▶ **Problem**
Please copy every line of the records below, word for word and in the same order.

======== Supplied records ========

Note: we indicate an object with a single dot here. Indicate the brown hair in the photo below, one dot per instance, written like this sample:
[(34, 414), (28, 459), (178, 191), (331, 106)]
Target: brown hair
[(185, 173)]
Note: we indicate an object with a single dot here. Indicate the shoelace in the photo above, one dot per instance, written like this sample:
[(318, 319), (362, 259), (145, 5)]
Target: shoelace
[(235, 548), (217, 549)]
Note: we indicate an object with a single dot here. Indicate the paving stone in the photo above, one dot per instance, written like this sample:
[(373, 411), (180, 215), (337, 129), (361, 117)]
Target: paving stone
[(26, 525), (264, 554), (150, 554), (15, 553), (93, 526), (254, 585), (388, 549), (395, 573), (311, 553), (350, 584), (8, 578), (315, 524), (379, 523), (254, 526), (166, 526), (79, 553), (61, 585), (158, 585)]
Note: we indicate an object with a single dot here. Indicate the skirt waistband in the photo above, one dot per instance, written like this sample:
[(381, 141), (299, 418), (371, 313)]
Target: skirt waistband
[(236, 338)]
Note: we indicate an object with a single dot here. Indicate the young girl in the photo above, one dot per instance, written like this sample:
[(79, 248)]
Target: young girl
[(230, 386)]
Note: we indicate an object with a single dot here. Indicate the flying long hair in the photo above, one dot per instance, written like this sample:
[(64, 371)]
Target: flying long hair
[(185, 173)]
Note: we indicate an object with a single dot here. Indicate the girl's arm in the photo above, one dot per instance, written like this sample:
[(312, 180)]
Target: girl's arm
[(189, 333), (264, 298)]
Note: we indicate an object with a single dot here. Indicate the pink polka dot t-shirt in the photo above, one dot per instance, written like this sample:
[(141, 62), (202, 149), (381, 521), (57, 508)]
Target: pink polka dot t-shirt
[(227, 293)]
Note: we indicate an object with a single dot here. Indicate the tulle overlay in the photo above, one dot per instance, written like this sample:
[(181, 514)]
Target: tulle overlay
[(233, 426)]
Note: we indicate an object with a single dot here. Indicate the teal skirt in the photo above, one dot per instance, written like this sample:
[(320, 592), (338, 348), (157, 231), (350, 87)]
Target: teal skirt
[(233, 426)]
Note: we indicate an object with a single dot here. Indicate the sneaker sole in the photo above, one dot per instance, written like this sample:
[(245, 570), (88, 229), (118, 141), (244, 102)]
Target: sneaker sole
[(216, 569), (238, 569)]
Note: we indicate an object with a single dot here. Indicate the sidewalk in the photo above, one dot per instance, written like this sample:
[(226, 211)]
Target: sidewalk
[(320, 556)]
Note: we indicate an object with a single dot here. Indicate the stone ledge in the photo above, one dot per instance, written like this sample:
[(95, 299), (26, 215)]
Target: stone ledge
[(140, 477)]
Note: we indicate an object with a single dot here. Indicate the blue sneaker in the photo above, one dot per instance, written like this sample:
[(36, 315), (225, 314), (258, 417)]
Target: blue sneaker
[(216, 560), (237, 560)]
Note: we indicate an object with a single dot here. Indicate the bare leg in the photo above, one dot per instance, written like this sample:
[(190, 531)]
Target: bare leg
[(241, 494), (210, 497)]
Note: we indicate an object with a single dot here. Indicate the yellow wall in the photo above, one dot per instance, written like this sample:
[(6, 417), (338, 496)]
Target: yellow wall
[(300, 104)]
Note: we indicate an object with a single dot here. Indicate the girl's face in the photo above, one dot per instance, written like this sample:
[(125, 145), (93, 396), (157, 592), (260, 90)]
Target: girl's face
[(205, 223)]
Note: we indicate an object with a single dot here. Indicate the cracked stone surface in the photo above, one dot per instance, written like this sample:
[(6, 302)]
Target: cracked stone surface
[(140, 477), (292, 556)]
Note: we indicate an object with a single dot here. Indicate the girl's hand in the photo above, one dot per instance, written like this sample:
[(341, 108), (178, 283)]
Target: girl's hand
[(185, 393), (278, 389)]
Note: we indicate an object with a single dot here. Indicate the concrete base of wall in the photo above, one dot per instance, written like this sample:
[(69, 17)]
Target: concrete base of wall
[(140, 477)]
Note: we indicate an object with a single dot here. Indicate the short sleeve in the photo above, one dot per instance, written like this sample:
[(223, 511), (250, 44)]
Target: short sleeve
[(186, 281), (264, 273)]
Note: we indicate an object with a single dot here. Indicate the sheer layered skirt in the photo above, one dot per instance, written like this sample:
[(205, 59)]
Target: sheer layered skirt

========

▶ **Solution for this task**
Note: we indicate an object with a single dot here. Indicate the brown hair in the photo below, one dot per instance, written like this sample:
[(34, 414), (28, 459), (178, 191), (331, 106)]
Target: brown hair
[(185, 173)]
Note: we indicate an object with a single dot here. Indicate the shoelace in the photo above, one dot per instance, written like this sample:
[(318, 319), (362, 259), (145, 5)]
Target: shoelace
[(235, 548), (217, 549)]
Note: we indicate an object with a single dot here. Indicate the paving stone in the photo above, one dot per instance, written like this sample:
[(373, 411), (180, 215), (337, 129), (361, 117)]
Target: paving stone
[(26, 525), (264, 554), (150, 554), (15, 553), (93, 526), (254, 585), (388, 549), (395, 573), (311, 553), (350, 584), (8, 578), (315, 524), (379, 523), (254, 526), (166, 526), (79, 553), (61, 585), (158, 585)]
Note: we indicate an object with a single dot here. Indicate the skirt waistband in the photo above, one dot per instance, written like this sample:
[(381, 141), (299, 418), (371, 313)]
Target: skirt waistband
[(236, 338)]
Note: we indicate an object with a single dot here. Indicate the young girl in the photo above, one dot per instance, written like this sample:
[(79, 248)]
Target: young girl
[(230, 386)]
Note: we indicate an object with a single dot here. Indicate the flying long hair in the photo above, one dot per instance, written like this sample:
[(64, 371)]
Target: flying long hair
[(185, 173)]
Note: we indicate an object with a single dot here. Indicate the girl's arm in the photo above, one dot per instance, written like this sample:
[(312, 180)]
Target: girl's arm
[(189, 333), (264, 298)]
Note: we indicate an object with a single dot here. Indicate the pink polka dot t-shirt in the photo above, one dot per instance, written like this sample:
[(141, 62), (202, 149), (381, 521), (57, 508)]
Target: pink polka dot t-shirt
[(227, 293)]
Note: we indicate an object with a single dot here. Indicate the tulle overlay in the photo above, one dot per instance, written like this sample:
[(181, 514)]
Target: tulle overlay
[(233, 426)]
Note: we indicate an object with a single dot here. Indicate the teal skirt in the photo above, one dot per instance, written like this sample:
[(320, 592), (338, 348), (157, 231), (350, 87)]
Target: teal skirt
[(233, 426)]
Note: we indicate an object with a single dot here. Indicate the sneaker sole in the photo above, one dot per instance, written like this sample:
[(245, 570), (88, 229), (118, 141), (244, 102)]
Target: sneaker sole
[(216, 569), (238, 569)]
Note: we indicate an object with a single dot here. Indicate the sidewalk in the photo above, one dot per instance, written like this sample:
[(226, 211)]
Target: sidewalk
[(320, 556)]
Note: we indicate an object with a single dot here. Indicate the stone ledge in the photo above, one dot per instance, written like this sample:
[(95, 299), (26, 215)]
Target: stone ledge
[(140, 477)]
Note: we indicate an object with a single dot here. Indicate the blue sneaker in the photo above, one dot per instance, written like this sample:
[(36, 315), (225, 314), (258, 417)]
Target: blue sneaker
[(216, 560), (237, 560)]
Note: we indicate an object with a single dot here. Indicate the bare leg in the photo above, one dot per instance, written like this sample:
[(190, 531)]
Target: bare leg
[(241, 494), (210, 497)]
Note: we indicate an object with a single dot here. Indicate the yellow wall in the photo above, one dot per instance, written like this sample:
[(6, 417), (338, 496)]
Target: yellow wall
[(300, 104)]
Note: we indicate an object with a single dot here. Indicate the girl's face in the photo above, one dot per instance, written like this sample:
[(125, 145), (93, 396), (157, 592), (260, 90)]
Target: girl's face
[(205, 223)]
Note: we indicate an object with a single dot here. Indicate the cracked stone surface in the photo above, one dot per instance, written like this sample:
[(6, 302)]
Target: cracked stone surface
[(140, 477), (292, 556)]
Note: we indicate an object with a single dot here. Indicate the girl's hand in the photo above, one dot per instance, written like this sample:
[(341, 108), (178, 283)]
Target: girl's hand
[(185, 393), (278, 389)]
Note: we indicate an object with a single dot here. Indicate the concrete base of wall in the photo above, one dot per instance, written like this sample:
[(69, 17)]
Target: concrete base of wall
[(140, 477)]
Note: we indicate an object with a single dot here. Indicate the short sleeve in the photo above, one dot per instance, written like this sample:
[(223, 511), (250, 44)]
Target: short sleeve
[(186, 281), (264, 273)]
Note: we indicate an object with a single dot here. Indicate the sheer layered skirt in the photo above, one dot per instance, written like this sample:
[(205, 59)]
Target: sheer layered skirt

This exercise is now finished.